DESCRIPTION OF THE TASK: Each line from the one containing "Locate a point on each instance of the spire" through the end of the data is to be written out exactly, and nothing more.

Top of EXERCISE MATERIAL

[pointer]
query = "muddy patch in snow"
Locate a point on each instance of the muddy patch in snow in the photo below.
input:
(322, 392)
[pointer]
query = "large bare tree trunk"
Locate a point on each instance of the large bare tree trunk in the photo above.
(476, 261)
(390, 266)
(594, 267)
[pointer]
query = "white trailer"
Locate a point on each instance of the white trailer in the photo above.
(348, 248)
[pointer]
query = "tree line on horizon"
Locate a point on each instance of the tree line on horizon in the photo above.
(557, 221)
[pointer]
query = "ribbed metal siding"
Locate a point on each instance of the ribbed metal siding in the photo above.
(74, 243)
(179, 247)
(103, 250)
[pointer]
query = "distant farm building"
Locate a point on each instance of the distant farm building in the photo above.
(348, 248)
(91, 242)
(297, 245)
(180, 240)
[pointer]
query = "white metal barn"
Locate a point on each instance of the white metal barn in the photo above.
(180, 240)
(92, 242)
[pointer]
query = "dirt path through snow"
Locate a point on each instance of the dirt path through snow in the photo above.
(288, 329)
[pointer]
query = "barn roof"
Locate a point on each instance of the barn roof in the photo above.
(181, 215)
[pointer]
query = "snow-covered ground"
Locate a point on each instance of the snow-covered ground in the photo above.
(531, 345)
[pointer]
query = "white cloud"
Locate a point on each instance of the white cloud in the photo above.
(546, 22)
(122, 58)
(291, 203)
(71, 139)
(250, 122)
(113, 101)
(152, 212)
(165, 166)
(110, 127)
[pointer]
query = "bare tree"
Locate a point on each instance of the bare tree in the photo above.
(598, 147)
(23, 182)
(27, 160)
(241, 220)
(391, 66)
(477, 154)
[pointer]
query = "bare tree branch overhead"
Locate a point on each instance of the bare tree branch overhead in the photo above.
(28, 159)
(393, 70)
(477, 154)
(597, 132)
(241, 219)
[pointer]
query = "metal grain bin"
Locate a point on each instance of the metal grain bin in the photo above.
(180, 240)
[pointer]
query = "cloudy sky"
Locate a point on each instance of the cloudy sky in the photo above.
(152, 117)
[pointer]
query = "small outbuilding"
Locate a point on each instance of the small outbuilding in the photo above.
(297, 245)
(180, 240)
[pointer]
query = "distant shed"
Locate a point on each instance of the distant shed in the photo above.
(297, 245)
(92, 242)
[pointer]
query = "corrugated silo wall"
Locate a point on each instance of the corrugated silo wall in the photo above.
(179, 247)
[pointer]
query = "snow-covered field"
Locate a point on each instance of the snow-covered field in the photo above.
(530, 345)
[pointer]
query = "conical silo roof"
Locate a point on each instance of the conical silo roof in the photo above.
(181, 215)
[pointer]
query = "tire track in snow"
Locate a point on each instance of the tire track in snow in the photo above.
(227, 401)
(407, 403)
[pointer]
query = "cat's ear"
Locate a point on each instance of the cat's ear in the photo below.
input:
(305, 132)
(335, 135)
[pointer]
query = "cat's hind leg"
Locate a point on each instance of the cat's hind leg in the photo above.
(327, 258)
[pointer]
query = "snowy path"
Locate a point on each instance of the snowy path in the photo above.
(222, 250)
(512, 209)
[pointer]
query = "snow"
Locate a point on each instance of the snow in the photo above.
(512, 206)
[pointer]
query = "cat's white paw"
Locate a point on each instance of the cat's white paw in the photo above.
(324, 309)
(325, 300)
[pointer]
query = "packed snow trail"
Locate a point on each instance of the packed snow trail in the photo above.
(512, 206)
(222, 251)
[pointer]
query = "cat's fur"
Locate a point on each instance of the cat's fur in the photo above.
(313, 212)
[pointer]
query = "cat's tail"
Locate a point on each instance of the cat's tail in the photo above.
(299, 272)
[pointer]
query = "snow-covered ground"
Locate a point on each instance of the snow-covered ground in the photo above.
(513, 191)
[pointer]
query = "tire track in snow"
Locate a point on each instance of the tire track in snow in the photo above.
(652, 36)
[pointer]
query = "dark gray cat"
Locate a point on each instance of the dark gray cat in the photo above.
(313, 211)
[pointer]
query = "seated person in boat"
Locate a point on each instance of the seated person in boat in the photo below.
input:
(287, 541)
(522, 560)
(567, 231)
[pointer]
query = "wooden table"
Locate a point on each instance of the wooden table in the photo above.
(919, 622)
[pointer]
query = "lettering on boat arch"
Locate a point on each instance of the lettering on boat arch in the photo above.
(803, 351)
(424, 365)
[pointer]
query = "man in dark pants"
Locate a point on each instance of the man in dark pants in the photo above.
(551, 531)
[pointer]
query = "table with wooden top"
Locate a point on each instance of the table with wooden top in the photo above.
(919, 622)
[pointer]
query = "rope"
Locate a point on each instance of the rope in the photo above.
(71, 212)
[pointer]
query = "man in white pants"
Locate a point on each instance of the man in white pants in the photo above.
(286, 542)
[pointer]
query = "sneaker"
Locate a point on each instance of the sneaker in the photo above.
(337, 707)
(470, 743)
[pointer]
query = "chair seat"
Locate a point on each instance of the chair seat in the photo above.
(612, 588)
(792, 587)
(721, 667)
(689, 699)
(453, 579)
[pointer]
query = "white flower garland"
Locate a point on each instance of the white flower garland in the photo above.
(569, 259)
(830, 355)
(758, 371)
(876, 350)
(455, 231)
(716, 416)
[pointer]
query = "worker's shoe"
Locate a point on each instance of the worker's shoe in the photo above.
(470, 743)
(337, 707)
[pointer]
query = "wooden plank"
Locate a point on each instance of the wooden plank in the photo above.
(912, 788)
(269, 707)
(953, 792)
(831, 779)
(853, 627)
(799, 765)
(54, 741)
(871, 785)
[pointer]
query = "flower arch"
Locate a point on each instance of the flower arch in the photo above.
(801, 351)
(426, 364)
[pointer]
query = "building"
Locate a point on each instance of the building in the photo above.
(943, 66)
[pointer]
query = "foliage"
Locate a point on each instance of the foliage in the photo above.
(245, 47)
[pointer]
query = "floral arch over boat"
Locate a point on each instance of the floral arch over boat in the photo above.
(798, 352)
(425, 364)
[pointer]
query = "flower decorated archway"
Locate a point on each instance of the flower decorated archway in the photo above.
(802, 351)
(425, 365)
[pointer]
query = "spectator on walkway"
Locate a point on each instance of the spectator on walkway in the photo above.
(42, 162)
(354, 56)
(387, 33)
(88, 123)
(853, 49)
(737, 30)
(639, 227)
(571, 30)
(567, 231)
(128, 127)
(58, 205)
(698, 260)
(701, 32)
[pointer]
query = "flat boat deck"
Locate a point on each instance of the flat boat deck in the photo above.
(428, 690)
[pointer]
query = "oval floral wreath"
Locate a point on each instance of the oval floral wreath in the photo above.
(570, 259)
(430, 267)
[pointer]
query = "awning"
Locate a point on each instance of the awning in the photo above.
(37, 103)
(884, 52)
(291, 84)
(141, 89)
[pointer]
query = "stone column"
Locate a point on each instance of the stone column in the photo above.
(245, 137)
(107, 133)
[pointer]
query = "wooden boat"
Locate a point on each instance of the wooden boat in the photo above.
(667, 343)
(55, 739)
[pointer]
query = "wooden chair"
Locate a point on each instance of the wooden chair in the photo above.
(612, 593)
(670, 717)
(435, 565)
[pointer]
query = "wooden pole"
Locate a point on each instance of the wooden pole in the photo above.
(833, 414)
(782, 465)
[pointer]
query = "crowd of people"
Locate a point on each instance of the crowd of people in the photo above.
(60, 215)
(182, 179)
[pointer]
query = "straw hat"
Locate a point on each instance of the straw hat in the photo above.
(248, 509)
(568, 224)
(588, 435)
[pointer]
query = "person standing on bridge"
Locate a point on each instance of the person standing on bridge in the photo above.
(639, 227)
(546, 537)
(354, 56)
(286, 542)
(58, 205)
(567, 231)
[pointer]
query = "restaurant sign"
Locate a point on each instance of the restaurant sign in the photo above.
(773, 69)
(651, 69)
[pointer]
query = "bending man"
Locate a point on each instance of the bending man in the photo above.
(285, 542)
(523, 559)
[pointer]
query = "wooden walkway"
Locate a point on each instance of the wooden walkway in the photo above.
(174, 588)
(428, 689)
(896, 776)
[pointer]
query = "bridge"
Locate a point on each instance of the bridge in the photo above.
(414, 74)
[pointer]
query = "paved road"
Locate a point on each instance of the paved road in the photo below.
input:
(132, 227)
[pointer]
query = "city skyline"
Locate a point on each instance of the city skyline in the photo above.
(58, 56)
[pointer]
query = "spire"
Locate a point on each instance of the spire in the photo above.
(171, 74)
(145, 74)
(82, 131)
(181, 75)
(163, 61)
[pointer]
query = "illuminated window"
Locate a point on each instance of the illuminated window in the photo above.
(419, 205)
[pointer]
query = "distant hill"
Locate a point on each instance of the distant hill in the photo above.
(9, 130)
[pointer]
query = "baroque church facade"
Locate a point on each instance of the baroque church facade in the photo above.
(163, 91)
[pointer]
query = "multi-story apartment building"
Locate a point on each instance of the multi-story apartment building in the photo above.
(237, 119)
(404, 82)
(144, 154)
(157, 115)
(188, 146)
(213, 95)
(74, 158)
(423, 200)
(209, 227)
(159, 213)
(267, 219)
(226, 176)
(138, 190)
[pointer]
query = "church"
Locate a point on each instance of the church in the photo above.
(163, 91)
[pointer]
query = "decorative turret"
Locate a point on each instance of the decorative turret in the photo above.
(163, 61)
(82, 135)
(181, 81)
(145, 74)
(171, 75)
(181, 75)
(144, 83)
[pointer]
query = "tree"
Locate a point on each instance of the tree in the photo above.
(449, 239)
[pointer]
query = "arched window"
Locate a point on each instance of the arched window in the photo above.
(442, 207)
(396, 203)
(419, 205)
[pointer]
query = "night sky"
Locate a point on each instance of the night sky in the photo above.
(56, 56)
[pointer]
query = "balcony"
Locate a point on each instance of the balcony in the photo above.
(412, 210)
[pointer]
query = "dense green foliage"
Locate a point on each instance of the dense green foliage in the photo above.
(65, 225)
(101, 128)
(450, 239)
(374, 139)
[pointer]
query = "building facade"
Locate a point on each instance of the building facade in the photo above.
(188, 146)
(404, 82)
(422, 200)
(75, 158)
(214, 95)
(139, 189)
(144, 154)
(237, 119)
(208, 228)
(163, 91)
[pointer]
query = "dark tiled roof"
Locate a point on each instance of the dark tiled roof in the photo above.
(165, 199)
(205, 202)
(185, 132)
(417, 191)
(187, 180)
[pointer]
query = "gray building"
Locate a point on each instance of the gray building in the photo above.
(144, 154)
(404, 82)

Bottom of EXERCISE MATERIAL

OUTPUT BELOW:
Locate a point on each instance of the spire in the photo above.
(171, 74)
(145, 74)
(82, 131)
(181, 75)
(163, 61)
[pointer]
query = "illuminated window"
Locate a point on each instance of the illuminated window in the photo above.
(419, 205)
[pointer]
query = "distant hill"
Locate a point on each instance of the distant hill in the photo above.
(9, 130)
[pointer]
query = "baroque church facade"
Locate a point on each instance of the baroque church facade in the photo above.
(163, 91)
[pointer]
query = "multi-story apartment building"
Locate a point on each instance of the multi-story apartment building in the photo above.
(237, 119)
(404, 82)
(144, 154)
(157, 115)
(188, 146)
(213, 95)
(74, 158)
(423, 200)
(209, 227)
(159, 213)
(267, 219)
(226, 176)
(138, 190)
[pointer]
query = "church"
Locate a point on each instance of the church in the photo above.
(163, 91)
[pointer]
query = "decorative turret"
Locate a point on each instance of the decorative turret in the photo above.
(163, 61)
(82, 135)
(181, 81)
(145, 74)
(171, 75)
(181, 75)
(144, 83)
[pointer]
query = "tree"
Locate a point on each instance of the tree in the photo above.
(449, 239)
[pointer]
query = "arched window"
Locate a point on each instance of the arched window in the photo above.
(442, 207)
(396, 203)
(419, 205)
[pointer]
query = "night sky"
Locate a point on each instance of the night sky in the photo above.
(56, 56)
[pointer]
query = "balcony"
Locate a point on each instance of the balcony in the photo above.
(412, 210)
[pointer]
query = "dense green foliage"
Locate a point on each instance of the dense green foliage in the photo above.
(65, 225)
(101, 128)
(450, 239)
(374, 139)
[pointer]
query = "building facade"
Locate a point on each instance of the building facade in the photo above.
(188, 146)
(404, 82)
(422, 200)
(75, 158)
(214, 95)
(139, 189)
(144, 154)
(237, 119)
(208, 228)
(163, 91)
[pointer]
query = "dark tiled roof"
Locate a point on each instance of the dark tiled roof in the photo above.
(165, 199)
(205, 202)
(185, 132)
(417, 191)
(187, 180)
[pointer]
query = "gray building"
Locate a point on each instance of the gray building in the photo above.
(144, 154)
(404, 82)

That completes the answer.